== STORED DATA

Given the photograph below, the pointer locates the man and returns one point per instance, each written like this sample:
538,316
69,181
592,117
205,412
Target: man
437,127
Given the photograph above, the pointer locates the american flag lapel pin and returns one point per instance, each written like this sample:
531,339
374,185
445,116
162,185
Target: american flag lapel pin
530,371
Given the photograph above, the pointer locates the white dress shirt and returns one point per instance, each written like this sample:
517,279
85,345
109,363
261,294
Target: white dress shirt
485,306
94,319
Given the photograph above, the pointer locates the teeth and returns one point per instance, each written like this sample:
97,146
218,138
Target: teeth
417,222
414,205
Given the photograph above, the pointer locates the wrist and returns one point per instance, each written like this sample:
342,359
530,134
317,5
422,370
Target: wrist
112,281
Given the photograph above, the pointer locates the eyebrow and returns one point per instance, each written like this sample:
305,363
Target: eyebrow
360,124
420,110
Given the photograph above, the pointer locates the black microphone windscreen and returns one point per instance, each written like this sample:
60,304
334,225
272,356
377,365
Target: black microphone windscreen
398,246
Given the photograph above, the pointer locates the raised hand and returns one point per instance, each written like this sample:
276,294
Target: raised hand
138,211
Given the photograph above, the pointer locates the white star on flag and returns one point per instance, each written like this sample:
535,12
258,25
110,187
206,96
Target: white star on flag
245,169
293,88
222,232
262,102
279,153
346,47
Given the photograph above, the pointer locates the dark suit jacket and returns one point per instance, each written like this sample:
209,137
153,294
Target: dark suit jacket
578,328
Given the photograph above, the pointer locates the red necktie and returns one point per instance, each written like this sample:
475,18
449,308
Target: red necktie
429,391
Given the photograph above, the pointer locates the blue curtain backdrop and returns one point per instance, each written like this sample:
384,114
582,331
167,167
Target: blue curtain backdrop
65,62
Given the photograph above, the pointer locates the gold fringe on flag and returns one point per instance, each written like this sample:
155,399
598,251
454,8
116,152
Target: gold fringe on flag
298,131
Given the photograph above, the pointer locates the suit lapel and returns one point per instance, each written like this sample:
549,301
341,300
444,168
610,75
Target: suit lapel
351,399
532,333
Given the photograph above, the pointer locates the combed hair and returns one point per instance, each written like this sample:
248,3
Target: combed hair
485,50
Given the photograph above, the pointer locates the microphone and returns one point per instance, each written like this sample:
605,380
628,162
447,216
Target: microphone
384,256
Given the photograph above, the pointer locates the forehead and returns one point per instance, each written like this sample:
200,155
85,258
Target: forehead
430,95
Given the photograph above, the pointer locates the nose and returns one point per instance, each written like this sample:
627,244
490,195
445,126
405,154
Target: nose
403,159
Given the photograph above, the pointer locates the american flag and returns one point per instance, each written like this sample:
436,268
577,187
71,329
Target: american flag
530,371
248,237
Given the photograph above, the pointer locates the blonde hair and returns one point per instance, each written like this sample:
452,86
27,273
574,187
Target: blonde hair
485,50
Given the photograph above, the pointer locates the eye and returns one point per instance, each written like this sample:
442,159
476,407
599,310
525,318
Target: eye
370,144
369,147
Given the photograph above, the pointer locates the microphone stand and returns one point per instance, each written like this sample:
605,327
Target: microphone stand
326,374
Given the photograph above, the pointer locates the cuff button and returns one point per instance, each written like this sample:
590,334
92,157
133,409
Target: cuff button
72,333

====

WHAT THE EXERCISE ASKS:
Recast the records above as a JSON list of strings, one string per line and no blank lines, starting at the line containing "Given the photograph above, the pointer locates the blonde" and running through the end of the records.

WRITTEN RESPONSE:
[
  "Given the photograph above, the pointer locates the blonde hair and returns one point per instance, each written like this sample:",
  "452,86",
  "27,273",
  "574,187",
  "Target: blonde hair",
  "485,50",
  "Given the photograph above, the pointer locates the eye and returns one point per instance, each written like this sample:",
  "442,159",
  "476,407",
  "599,310",
  "525,318",
  "Target: eye",
  "370,144",
  "369,147",
  "Given the photograph above, the pointer locates the microphone stand and returns one point per instance, each written like this sample:",
  "605,327",
  "Target: microphone stand",
  "326,374",
  "Given the photograph above, the pointer locates the cuff button and returns one point per instance, each written like this sample:",
  "590,334",
  "92,157",
  "133,409",
  "Target: cuff button",
  "72,333"
]